## Challenge
State how many lines of the listing below contain the string "brown". Give only the number.

─── Task inputs ───

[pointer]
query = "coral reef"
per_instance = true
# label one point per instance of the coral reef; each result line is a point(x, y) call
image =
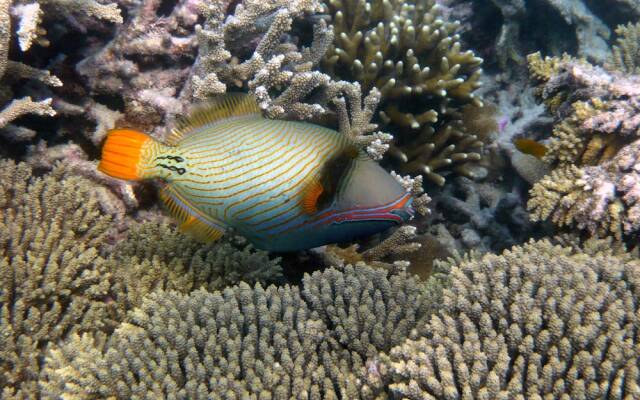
point(414, 57)
point(280, 74)
point(53, 281)
point(581, 27)
point(29, 16)
point(626, 53)
point(247, 342)
point(59, 273)
point(593, 150)
point(482, 215)
point(539, 321)
point(147, 63)
point(156, 256)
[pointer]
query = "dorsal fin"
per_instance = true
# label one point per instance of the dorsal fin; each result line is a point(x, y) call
point(217, 109)
point(190, 220)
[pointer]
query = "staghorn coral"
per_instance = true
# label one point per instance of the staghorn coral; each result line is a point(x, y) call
point(29, 15)
point(156, 256)
point(593, 150)
point(60, 275)
point(53, 281)
point(147, 63)
point(626, 53)
point(367, 310)
point(245, 342)
point(414, 57)
point(282, 76)
point(539, 321)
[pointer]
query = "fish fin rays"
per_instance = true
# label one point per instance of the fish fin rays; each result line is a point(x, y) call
point(311, 195)
point(217, 109)
point(190, 220)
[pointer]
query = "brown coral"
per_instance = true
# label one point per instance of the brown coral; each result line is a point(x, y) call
point(53, 281)
point(539, 321)
point(414, 57)
point(247, 342)
point(593, 149)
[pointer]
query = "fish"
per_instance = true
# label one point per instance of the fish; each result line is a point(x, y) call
point(531, 147)
point(284, 185)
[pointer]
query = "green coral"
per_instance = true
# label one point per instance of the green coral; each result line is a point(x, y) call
point(593, 151)
point(53, 282)
point(157, 256)
point(414, 57)
point(626, 53)
point(539, 321)
point(56, 278)
point(248, 342)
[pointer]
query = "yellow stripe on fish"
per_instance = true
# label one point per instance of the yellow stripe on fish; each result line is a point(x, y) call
point(285, 185)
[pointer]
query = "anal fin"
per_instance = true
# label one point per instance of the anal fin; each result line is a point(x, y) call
point(191, 220)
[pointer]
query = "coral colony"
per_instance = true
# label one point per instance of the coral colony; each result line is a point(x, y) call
point(513, 126)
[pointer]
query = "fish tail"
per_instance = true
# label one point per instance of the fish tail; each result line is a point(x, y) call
point(126, 154)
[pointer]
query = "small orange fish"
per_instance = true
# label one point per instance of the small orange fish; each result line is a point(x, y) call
point(532, 147)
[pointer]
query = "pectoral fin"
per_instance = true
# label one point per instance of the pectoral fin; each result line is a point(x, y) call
point(191, 220)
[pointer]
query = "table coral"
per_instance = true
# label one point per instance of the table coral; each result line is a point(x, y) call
point(415, 58)
point(59, 273)
point(593, 148)
point(538, 321)
point(246, 342)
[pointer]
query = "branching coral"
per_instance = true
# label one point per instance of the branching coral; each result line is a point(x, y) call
point(539, 321)
point(245, 342)
point(626, 54)
point(415, 59)
point(155, 256)
point(147, 62)
point(594, 148)
point(52, 280)
point(282, 76)
point(29, 15)
point(56, 277)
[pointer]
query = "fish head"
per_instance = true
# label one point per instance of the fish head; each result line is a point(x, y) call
point(358, 198)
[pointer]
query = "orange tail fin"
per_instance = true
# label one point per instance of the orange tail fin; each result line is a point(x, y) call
point(122, 154)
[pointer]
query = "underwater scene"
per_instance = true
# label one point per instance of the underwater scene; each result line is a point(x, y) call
point(319, 199)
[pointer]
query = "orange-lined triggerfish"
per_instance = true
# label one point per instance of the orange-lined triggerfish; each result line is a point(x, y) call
point(284, 185)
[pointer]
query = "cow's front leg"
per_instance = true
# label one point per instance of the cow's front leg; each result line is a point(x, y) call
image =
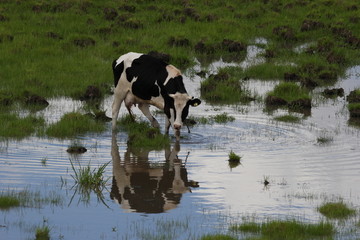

───

## Response
2